**What is expected**
Switch "moss clump" to "moss patch" everywhere in the listing below, keeping every other line and character unchanged. Leave the pictures out of your answer.

**Records provided**
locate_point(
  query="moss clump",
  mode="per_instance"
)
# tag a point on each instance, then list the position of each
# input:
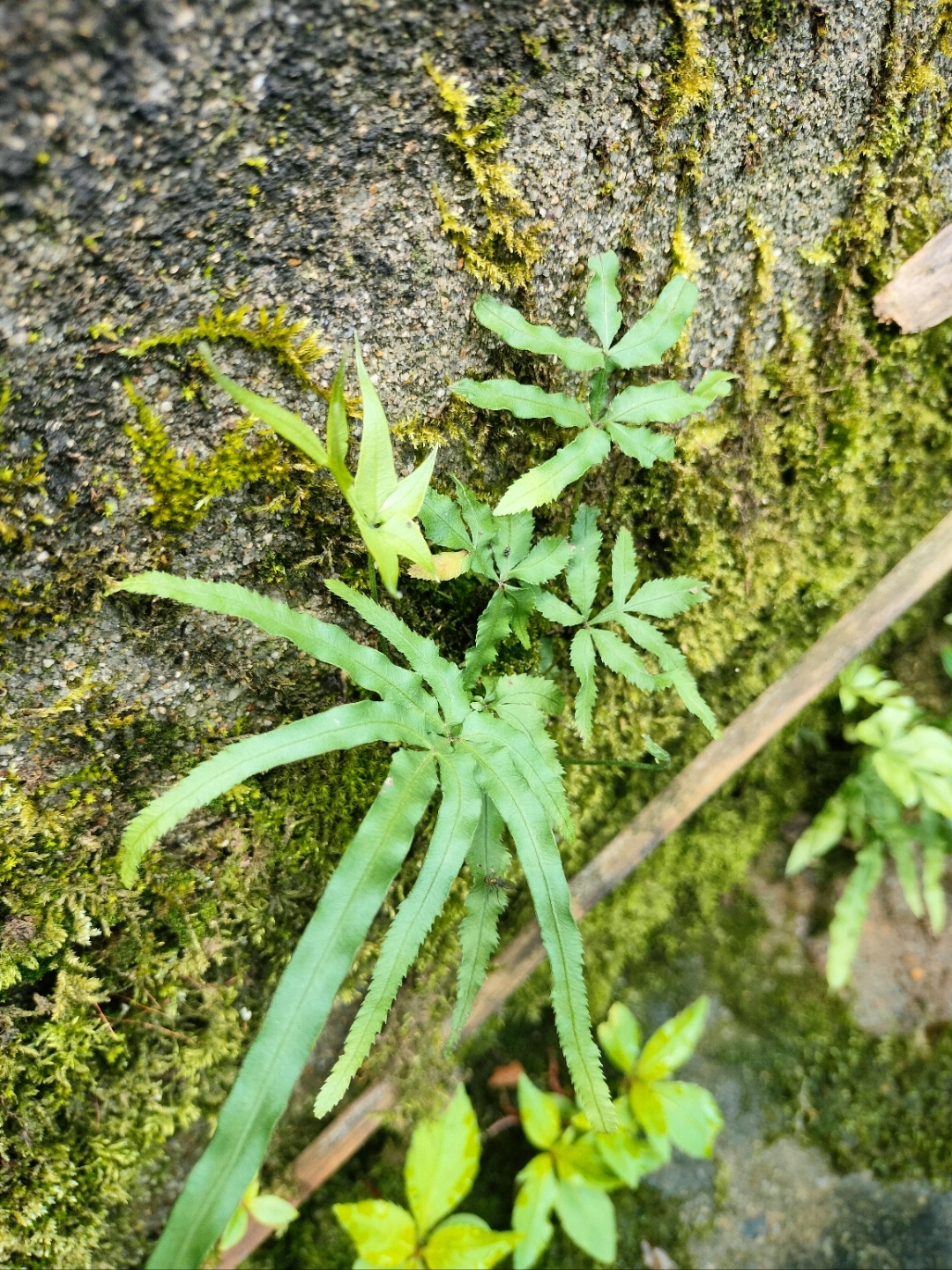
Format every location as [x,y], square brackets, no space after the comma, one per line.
[689,83]
[183,488]
[502,253]
[286,340]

**Output for this task**
locate_point(
  query="moss patch",
  mode="per_instance"
)
# tag a point on each instance, then list the position of each
# input:
Format every location as [x,y], square brackets, no space after the comma, one per line.
[689,83]
[183,488]
[502,253]
[286,340]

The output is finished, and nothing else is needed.